BRANO PROPOSTO =>
--*--
§ DIBATTITI

VIAGGIO NEL SUD




Egidio Sterpa



Ho compiuto recentemente un lungo viaggio nel Sud d'Italia con lo scopo preciso di "rivisitare" la Questione Meridionale, alla quale 20-30 anni fa, come inviato speciale di importanti giornali, tra cui il Corriere della Sera, ho dedicato centinaia di articoli, saggi e qualche libro (Battibecco tra le due Italie, La rabbia del Sud, Anatomia della Questione Meridionale).
Il consuntivo di questa rivisitazione è purtroppo negativo: il nostro Mezzogiorno è in fase di regresso. Più di quarant'anni di politica meridionalistica non sono bastati per metterlo in posizione di decollo, anzi l'impressione che se ne riporta è che esso rischia di rimanere pericolosamente staccato dal Nord. Occorre un miracolo perché questo non avvenga. Sarebbe, diciamolo pure, il miracolo di cui l'Italia ha estremo bisogno per avere - tutta, e non solo una parte di essa - un futuro affidabile. Il mio pessimismo è motivato: nasce dall'osservazione dei fatti, dalle cose viste e dalle opinioni raccolte, oltre che dai dati statistici inoppugnabili.
--*--
CONSEGNA 1 => Trascrivi dal brano sul viaggio nel Sud tutto ciò che va da "Egidio Sterpa" giù fino a "della Questione Meridionale).".
CONSEGNA 2 => Scrivi il seguito del brano sul viaggio nel Sud d'Italia, riprendendo subito dopo l'ultima frase riportata.
--*--
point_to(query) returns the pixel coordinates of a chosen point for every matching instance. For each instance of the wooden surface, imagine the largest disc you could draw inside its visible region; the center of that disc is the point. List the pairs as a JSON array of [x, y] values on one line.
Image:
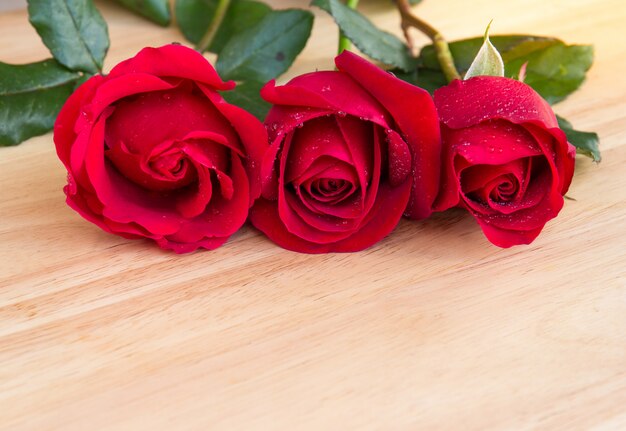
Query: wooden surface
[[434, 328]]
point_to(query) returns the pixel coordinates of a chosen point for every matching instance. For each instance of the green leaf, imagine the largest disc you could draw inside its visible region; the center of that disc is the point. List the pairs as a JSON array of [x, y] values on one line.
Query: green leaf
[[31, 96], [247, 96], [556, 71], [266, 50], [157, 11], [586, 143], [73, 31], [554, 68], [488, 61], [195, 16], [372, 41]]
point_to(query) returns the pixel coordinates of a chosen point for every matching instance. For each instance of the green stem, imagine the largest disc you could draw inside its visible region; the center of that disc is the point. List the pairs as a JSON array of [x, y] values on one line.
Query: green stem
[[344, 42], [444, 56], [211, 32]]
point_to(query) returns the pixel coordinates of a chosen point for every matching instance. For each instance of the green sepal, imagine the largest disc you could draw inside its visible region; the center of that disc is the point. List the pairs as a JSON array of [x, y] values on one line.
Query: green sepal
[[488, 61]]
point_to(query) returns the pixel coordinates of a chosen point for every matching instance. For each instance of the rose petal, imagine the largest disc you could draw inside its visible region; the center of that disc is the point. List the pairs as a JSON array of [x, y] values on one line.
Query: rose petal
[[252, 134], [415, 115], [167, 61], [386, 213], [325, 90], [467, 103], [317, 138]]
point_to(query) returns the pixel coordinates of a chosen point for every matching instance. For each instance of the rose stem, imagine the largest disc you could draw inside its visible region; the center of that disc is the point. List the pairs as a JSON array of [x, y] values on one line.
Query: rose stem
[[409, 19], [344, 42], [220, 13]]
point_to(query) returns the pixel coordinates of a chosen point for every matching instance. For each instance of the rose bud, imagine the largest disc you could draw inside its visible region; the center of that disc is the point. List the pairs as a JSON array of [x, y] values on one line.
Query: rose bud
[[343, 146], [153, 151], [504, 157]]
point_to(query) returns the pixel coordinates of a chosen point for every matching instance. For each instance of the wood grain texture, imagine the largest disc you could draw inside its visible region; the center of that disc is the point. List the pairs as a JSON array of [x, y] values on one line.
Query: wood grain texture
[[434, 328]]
--*--
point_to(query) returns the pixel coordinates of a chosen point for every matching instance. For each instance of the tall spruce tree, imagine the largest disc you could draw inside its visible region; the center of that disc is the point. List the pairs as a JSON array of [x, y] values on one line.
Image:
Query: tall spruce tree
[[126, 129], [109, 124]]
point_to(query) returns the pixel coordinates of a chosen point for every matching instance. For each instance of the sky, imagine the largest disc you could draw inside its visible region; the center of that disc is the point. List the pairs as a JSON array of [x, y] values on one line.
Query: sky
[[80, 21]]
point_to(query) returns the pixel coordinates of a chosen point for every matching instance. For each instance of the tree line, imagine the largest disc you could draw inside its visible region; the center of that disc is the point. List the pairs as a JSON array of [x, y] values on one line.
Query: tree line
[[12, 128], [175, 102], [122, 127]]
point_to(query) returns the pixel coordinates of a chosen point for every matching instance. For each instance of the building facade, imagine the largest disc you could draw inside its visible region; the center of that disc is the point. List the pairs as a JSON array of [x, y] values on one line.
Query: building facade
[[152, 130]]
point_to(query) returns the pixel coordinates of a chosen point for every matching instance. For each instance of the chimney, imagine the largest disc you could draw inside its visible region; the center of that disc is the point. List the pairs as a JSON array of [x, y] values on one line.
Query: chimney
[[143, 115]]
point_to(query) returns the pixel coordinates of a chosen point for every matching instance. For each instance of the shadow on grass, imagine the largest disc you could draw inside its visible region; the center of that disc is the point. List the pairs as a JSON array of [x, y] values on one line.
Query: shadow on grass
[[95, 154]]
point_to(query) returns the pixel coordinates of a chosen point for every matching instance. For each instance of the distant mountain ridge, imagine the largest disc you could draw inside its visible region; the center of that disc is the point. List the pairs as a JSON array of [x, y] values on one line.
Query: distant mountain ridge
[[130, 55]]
--*--
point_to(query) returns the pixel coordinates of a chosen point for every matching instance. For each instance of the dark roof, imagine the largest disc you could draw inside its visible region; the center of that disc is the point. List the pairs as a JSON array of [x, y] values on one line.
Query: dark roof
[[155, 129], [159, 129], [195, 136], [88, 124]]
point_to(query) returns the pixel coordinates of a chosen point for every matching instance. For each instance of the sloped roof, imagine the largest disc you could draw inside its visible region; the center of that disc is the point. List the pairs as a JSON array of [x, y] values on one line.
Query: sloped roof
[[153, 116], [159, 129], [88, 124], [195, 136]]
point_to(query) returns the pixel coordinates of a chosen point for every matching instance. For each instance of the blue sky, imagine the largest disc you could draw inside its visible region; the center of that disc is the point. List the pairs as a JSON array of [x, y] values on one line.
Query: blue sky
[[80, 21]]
--*--
RISPOSTA 1 =>
Egidio Sterpa



Ho compiuto recentemente un lungo viaggio nel Sud d'Italia con lo scopo preciso di "rivisitare" la Questione Meridionale, alla quale 20-30 anni fa, come inviato speciale di importanti giornali, tra cui il Corriere della Sera, ho dedicato centinaia di articoli, saggi e qualche libro (Battibecco tra le due Italie, La rabbia del Sud, Anatomia della Questione Meridionale).

RISPOSTA 2 =>
A proposito di dati statistici, eccone uno che rende persino superfluo citarne altri: nel 1950, subito dopo la fine della guerra, il reddito pro-capite del Mezzogiorno era pari al 54% di quello del Centro-Nord; nel 1995, quasi mezzo secolo dopo, è pari al 56%. Mezzo secolo e migliaia di miliardi per un due percento in più sono un caso clamoroso di fallimento. Come è potuto accadere? Perché?
La prima e fondamentale considerazione è che sin dall'inizio dell'intervento straordinario mancò una strategia e quindi una visione razionale di questo grande problema italiano.
Esso era, è vero, conosciuto attraverso tante testimonianze di ricercatori, studiosi, politici passati alla storia come "meridionalisti" (da Fortunato a Nitti, da Sonnino a Franchetti e a Salvemini, Ciccotti, De Viti De Marco, Colajanni, Villari, Gramsci, Sturzo, fino ai più vicini a noi, come Saraceno, Rossi Doria, Compagna, Fiore, Sylos Labini; senza dimenticare De Gasperi, che alla questione meridionale diede grande testimonianza politica; oltre a scrittori e narratori come Alvaro, Alianello, Silone, Levi, Jovine, Tomasi di Lampedusa, per non parlare di Croce; ma, in verità, nell'affrontarlo si pensò in termini quasi esclusivamente sociali. Quel che voglio dire è che la questione fu vista come un problema di povertà da attaccare e ridimensionare.
Questo portò ad interventi frettolosi e irrazionali, i cosiddetti interventi a pioggia, che fecero cadere provvidenze ovunque senza programmi precisi e sistematici, mentre il problema vero era di attuare una strategia che desse vita ad un sistema economico.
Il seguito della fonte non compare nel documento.